• _Stated task_
Every record must be repeated exactly; omit any pictures they contain.
** START Records shown **
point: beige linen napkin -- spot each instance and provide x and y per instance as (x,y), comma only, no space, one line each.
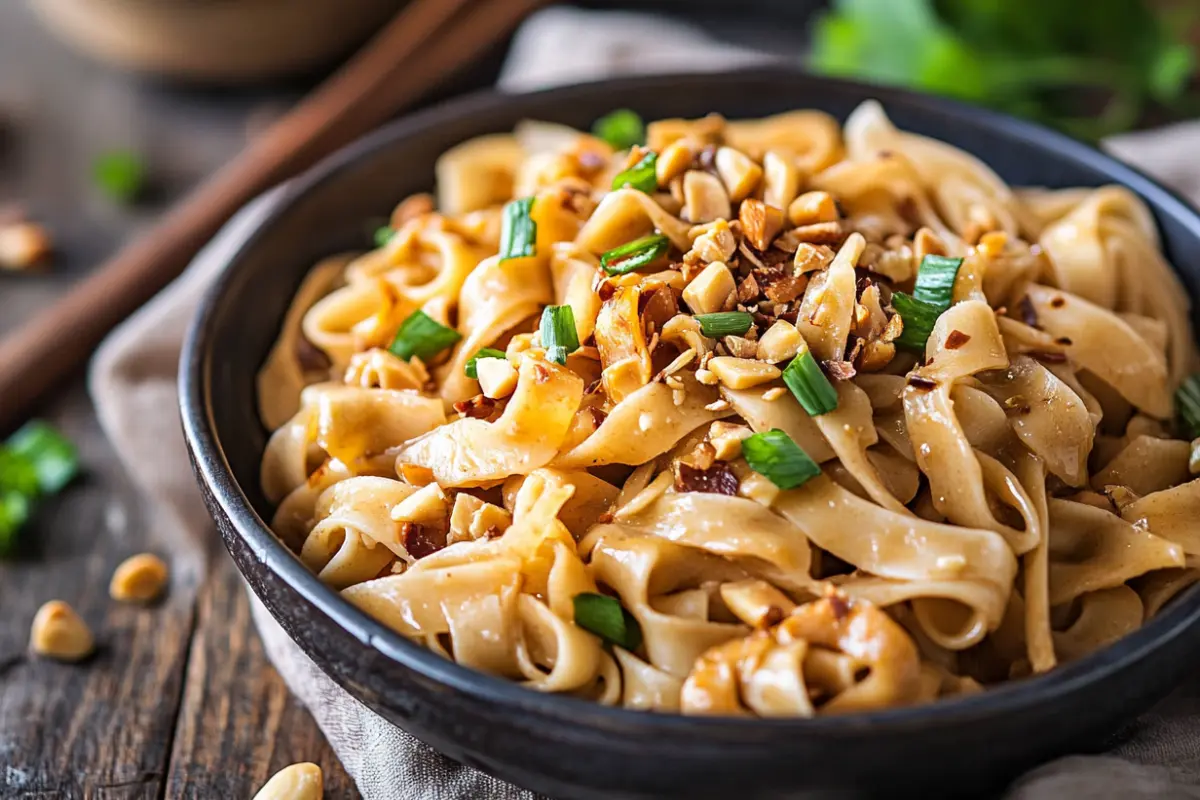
(133,385)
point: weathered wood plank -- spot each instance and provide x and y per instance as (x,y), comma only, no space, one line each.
(101,728)
(238,723)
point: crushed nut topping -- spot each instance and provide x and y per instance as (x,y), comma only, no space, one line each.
(421,540)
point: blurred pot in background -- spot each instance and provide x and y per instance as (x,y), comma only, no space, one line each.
(223,41)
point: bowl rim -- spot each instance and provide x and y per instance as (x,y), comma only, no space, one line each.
(213,469)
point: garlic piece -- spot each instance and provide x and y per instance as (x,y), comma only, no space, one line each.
(139,578)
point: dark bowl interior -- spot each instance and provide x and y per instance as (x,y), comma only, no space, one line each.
(568,747)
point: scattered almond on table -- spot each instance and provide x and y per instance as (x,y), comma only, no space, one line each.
(58,632)
(23,245)
(139,578)
(295,782)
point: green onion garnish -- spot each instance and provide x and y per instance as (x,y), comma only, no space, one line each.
(383,235)
(52,457)
(774,456)
(607,618)
(635,254)
(640,176)
(622,128)
(558,335)
(935,280)
(1187,400)
(486,353)
(35,462)
(803,376)
(15,511)
(725,323)
(919,318)
(519,232)
(423,336)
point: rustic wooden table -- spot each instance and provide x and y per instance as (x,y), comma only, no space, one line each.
(180,701)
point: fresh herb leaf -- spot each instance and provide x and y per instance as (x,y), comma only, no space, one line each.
(607,618)
(773,455)
(1187,403)
(423,336)
(558,334)
(486,353)
(809,385)
(383,235)
(725,323)
(935,280)
(919,318)
(641,175)
(519,232)
(120,175)
(635,254)
(621,128)
(53,458)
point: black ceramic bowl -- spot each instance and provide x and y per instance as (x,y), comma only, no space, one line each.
(573,749)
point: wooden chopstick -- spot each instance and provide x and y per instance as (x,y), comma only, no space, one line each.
(413,53)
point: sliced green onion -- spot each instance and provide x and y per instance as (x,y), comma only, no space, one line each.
(519,232)
(53,458)
(725,323)
(919,318)
(640,176)
(935,280)
(558,335)
(486,353)
(423,336)
(803,376)
(15,511)
(383,235)
(622,128)
(635,254)
(607,618)
(1187,401)
(774,456)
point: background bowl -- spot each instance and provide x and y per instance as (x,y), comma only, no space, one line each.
(573,749)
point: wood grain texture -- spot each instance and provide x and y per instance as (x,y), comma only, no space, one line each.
(107,728)
(238,723)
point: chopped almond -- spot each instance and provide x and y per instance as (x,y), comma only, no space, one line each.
(708,290)
(742,373)
(23,245)
(760,222)
(738,173)
(780,342)
(705,198)
(813,208)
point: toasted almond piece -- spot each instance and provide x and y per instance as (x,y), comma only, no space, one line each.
(780,180)
(23,245)
(58,632)
(295,782)
(675,160)
(756,602)
(426,504)
(813,208)
(742,373)
(708,290)
(760,222)
(497,377)
(705,198)
(739,174)
(780,342)
(139,578)
(726,439)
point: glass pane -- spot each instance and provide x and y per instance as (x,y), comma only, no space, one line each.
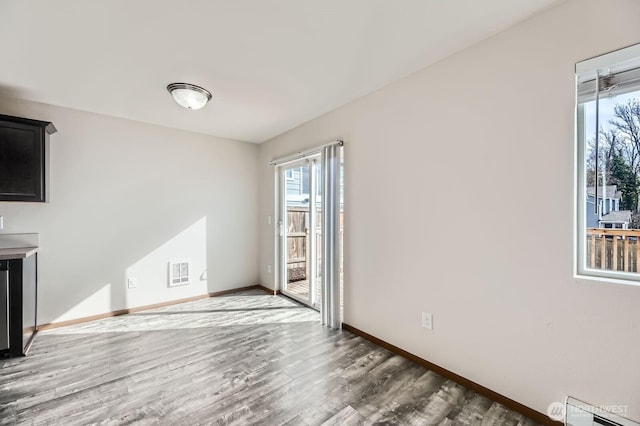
(612,188)
(296,233)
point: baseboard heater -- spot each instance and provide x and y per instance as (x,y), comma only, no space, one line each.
(580,413)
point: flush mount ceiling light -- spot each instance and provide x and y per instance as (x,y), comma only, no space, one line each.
(188,95)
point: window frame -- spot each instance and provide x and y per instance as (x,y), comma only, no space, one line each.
(616,62)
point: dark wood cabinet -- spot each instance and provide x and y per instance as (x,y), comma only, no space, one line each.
(22,158)
(18,285)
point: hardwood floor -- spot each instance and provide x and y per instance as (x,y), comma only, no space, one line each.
(246,358)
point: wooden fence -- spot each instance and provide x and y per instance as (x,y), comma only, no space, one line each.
(299,240)
(613,249)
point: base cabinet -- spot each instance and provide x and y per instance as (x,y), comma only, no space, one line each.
(18,305)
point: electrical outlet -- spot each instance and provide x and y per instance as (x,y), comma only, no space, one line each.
(427,320)
(131,283)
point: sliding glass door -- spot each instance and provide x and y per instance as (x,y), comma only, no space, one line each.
(300,230)
(310,228)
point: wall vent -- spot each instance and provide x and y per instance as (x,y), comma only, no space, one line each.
(580,413)
(179,273)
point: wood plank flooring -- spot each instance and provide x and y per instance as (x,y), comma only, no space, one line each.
(243,359)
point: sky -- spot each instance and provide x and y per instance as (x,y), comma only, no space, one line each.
(606,111)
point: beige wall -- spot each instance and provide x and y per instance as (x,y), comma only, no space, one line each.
(125,199)
(459,201)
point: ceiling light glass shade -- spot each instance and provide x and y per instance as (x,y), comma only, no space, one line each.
(188,95)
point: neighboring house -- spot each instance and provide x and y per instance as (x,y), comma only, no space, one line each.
(609,213)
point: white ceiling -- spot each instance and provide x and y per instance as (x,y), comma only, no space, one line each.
(270,64)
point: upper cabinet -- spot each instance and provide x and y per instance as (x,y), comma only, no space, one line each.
(22,158)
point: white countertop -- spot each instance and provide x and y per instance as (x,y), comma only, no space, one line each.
(17,253)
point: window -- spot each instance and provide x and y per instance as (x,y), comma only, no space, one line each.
(288,174)
(608,166)
(179,273)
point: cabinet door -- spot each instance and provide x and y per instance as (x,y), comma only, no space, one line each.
(21,162)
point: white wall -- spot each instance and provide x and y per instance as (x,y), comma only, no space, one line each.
** END Records shown **
• _The result_
point: beige linen napkin -- spot each instance and provide x and y per instance as (x,y), comma only, no space, one line each.
(133,385)
point: weathered wood plank -- spot each instance and provide x and y per instance as (x,y), comma only, no space, one line each.
(101,728)
(238,723)
point: crushed nut topping -- spot each instance and provide x and y per instance as (x,y), comma only, no space, one line each.
(421,540)
point: blurred pot in background -- spot each instance and provide x and y per instance as (x,y), comma only, no space, one line each.
(223,41)
point: bowl rim -- spot each instance and provide x and y per instance as (x,y), comma only, no space, one line each.
(213,469)
point: garlic piece -- spot each instance and provide x and y per instance as (x,y), comma only, no space, one line each.
(139,578)
point: dark bowl interior -- spot each instance and provide x and y per instance as (x,y), comma only, no space, one line each.
(568,747)
point: scattered almond on table -- spot each instance and provide x and y per instance as (x,y), comma only, no space, one line each.
(58,632)
(23,245)
(139,578)
(295,782)
point: green onion garnish -- spot each instance and provide x and y per instance as (x,y), comma only, no space, one line each.
(383,235)
(52,457)
(774,456)
(607,618)
(635,254)
(640,176)
(622,128)
(558,335)
(935,280)
(1187,400)
(486,353)
(35,462)
(803,376)
(15,511)
(725,323)
(919,318)
(519,232)
(423,336)
point: rustic wooden table -- spot each instance and provide x and y per instance as (x,y), comma only, no space, one line each.
(180,701)
point: fresh herb leaf -- spot each instance and provide x and y per instance as (x,y), comma only, no space, one line each.
(607,618)
(773,455)
(1187,403)
(423,336)
(558,334)
(486,353)
(809,385)
(383,235)
(725,323)
(935,280)
(919,318)
(641,175)
(519,232)
(120,175)
(635,254)
(621,128)
(53,458)
point: black ceramic bowl -- spot each instance and provide x and y per instance as (x,y), comma only, no space, one line each.
(573,749)
point: wooden chopstick -- spot each instance and provide x and y per instance as (x,y), comma only, no space, one line each.
(413,53)
point: sliced green onion -- spot each instance and provide x and y per instance as (x,y), comma only, no space, one line each.
(519,232)
(53,458)
(725,323)
(919,318)
(640,176)
(935,280)
(558,335)
(486,353)
(423,336)
(803,376)
(15,511)
(383,235)
(622,128)
(635,254)
(607,618)
(1187,401)
(774,456)
point: background bowl -- spot each instance and provide x and y per instance as (x,y), comma only, no space, one line each.
(573,749)
point: wood grain texture -- spot each instance and provide x and y per instance as (x,y), comma only, no space, one line each.
(107,728)
(238,723)
point: chopped almond -- spot each instance and provide x and y per instance as (x,y), comma only, no space, one line each.
(708,290)
(742,373)
(23,245)
(760,222)
(738,173)
(780,342)
(705,198)
(813,208)
point: toasted almond piece -- spot each instance and provide x and y per instance as (x,y), comma only, no space, one line each.
(780,180)
(23,245)
(58,632)
(295,782)
(675,160)
(756,602)
(426,504)
(813,208)
(742,373)
(708,290)
(760,222)
(497,377)
(705,198)
(739,174)
(780,342)
(139,578)
(726,439)
point: glass pane -- spot each instance and provide x and y per instance as (x,y), comma only, no space, one line each.
(612,188)
(296,233)
point: baseboard heater -- spot each instance and provide x and y per instance as (x,y), comma only, no space, one line each.
(580,413)
point: flush mount ceiling light -- spot each instance and provide x and y per instance as (x,y), comma only, no space, one line each.
(188,95)
point: window frame -- spot each instance and provide x and y per instance as (x,y), comma only, no space, one line each.
(616,62)
point: dark wood cabinet -- spot each instance and provide x and y per instance as (x,y), comma only, no space, one line each.
(22,158)
(18,285)
point: hardwood floor -- spot each instance and provide x and y per instance as (x,y), comma only, no space, one line each.
(246,358)
point: wooden fence -- spot each instance and provide x and y per instance as (x,y), comma only, no space, one line each.
(299,240)
(613,249)
point: base cabinet -- spot each instance and provide x and y per instance as (x,y), comma only, no space, one line each.
(18,305)
point: electrical outlet -- spot each instance and provide x and y per instance as (x,y), comma only, no space, one line each.
(427,320)
(131,283)
point: sliding glass door -- spot each instance and provide x and y per instance as (x,y), comma only, no space, one line each.
(300,230)
(310,228)
point: wall vent -- spot each instance and provide x and y per instance as (x,y), comma only, no space, one line each.
(580,413)
(179,273)
point: wood plank flooring -- spot each instance and provide x and y per instance as (x,y), comma only, no space, one line each.
(243,359)
point: sky -- spot each instance and provide x and y per instance as (x,y), comma only, no space, one line each.
(606,111)
point: beige wall -- spot each instance and provide x and y per instance as (x,y), comma only, no space, one line each.
(125,199)
(459,201)
point: ceiling light glass shade -- spot each instance and provide x and y per instance as (x,y), comma only, no space, one line each.
(188,95)
point: neighboring house -- spot each instance and provide x and y per instance as (x,y), comma only, no space, one line each.
(609,213)
point: white ceiling -- spot each instance and provide x and y per instance as (x,y), comma only, no space, one line each.
(270,64)
point: upper cabinet -- spot each instance and provide x and y per instance as (x,y), comma only, no space, one line each.
(22,158)
point: white countertop -- spot each instance and provide x and y per instance as (x,y), comma only, no space, one line each.
(17,253)
point: window -- spot each instance and provide x and y per instance as (x,y), comma only, no space, one line each.
(288,174)
(608,166)
(179,273)
point: cabinet door -- spot each instance and provide x and y per instance as (x,y), comma only, no space, one line each.
(21,162)
point: white wall -- spot each instance and provide x and y per instance as (x,y), comma only, no space, one line each.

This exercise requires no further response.